== Text excerpt ==
>> Start

Federal Court Decisions

Decision Information

Decision Content

Date: 20200709


Docket: T-671-19

Citation: 2020 FC 744

Ottawa, Ontario, July 9, 2020

PRESENT:  Madam Justice McDonald

BETWEEN:

NORMA DELA CRUZ

Applicant

and

THE ATTORNEY GENERAL OF CANADA

Respondent

AMENDED JUDGMENT AND REASONS

[1]  This is a judicial review of a decision of the Social Security Tribunal (SST) Appeal Division (AD) who refused Ms. Dela Cruz’s request for leave to appeal a decision of the SST General Division (GD).  Ms. Dela Cruz represents herself in this matter.

[2]  The parties made oral submissions on this judicial review before Justice Boswell on March 9, 2020, in Toronto and Justice Boswell reserved his decision.  I was appointed by the Chief Justice pursuant to Rule 39 of the Federal Courts Rules, SOR/98-106 to rehear the application.  The rehearing of this matter took place on June 25, 2020, at a special sitting of the Court held via teleconference.

[3]  During the June 25, 2020 hearing, I advised Ms. Dela Cruz and counsel for the Respondent, Mr. Vens, that I had reviewed all of the materials filed on the judicial review and I had listened to a recording of the oral submissions made during the March 9, 2020 hearing before Justice Boswell.

>> End

Reproduce the Federal Court decision above word for word, everything from "NORMA DELA CRUZ" down to "in this matter.".

== Records ==
>> Start

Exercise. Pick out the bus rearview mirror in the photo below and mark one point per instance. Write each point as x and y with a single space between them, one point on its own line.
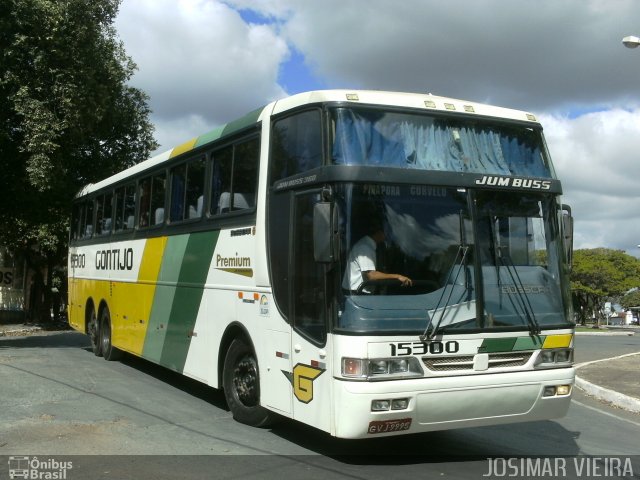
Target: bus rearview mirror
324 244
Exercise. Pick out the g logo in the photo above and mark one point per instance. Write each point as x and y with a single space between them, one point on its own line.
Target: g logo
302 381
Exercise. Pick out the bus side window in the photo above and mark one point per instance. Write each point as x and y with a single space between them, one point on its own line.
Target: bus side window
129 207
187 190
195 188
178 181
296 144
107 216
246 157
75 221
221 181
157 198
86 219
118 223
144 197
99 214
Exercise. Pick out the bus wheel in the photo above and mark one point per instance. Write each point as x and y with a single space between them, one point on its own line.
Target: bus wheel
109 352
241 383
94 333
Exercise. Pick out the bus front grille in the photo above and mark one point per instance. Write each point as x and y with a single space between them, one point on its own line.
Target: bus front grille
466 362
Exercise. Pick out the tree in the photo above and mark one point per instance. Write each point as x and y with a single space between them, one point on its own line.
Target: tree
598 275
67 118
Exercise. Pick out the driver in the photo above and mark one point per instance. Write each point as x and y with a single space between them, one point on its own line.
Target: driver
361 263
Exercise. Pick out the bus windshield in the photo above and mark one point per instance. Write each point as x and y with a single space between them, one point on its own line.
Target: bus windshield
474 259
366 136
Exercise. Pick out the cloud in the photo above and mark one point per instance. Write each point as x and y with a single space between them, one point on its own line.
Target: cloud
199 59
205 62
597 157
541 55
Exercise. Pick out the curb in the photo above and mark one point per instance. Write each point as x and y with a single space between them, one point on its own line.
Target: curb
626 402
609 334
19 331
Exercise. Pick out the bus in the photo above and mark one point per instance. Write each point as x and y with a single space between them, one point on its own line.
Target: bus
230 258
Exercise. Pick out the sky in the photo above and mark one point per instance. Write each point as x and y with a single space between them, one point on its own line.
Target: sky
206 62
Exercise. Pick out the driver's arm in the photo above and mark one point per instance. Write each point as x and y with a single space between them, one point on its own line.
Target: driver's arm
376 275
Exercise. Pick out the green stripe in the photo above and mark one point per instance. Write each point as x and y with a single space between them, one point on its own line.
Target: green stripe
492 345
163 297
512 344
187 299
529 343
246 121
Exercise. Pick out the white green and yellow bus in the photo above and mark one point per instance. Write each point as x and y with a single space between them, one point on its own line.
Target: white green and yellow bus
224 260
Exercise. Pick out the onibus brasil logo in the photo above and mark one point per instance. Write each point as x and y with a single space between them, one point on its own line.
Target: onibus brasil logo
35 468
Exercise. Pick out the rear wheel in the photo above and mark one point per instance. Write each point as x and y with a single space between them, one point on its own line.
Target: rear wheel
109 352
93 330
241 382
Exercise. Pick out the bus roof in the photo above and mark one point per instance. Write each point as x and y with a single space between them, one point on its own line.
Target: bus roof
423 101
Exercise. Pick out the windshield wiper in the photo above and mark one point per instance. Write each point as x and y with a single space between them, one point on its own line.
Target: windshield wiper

>> End

== Correct result ==
NORMA DELA CRUZ

Applicant

and

THE ATTORNEY GENERAL OF CANADA

Respondent

AMENDED JUDGMENT AND REASONS

[1]  This is a judicial review of a decision of the Social Security Tribunal (SST) Appeal Division (AD) who refused Ms. Dela Cruz’s request for leave to appeal a decision of the SST General Division (GD).  Ms. Dela Cruz represents herself in this matter.